Entries from a dataset
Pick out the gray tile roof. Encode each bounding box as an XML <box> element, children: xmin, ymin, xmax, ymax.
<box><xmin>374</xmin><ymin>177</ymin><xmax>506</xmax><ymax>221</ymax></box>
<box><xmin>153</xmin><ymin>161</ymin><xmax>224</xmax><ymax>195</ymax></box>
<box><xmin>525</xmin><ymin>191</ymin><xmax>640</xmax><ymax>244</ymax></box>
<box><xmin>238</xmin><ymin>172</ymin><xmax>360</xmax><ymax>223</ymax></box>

» BRIEF:
Repeat every line of the listing above word for word, with nothing added or left out.

» TASK RESPONSE:
Pick out the gray tile roof. Encode each bounding box as an XML <box> element, children: xmin, ymin, xmax, ymax.
<box><xmin>374</xmin><ymin>177</ymin><xmax>506</xmax><ymax>221</ymax></box>
<box><xmin>153</xmin><ymin>161</ymin><xmax>224</xmax><ymax>195</ymax></box>
<box><xmin>525</xmin><ymin>191</ymin><xmax>640</xmax><ymax>244</ymax></box>
<box><xmin>238</xmin><ymin>172</ymin><xmax>360</xmax><ymax>223</ymax></box>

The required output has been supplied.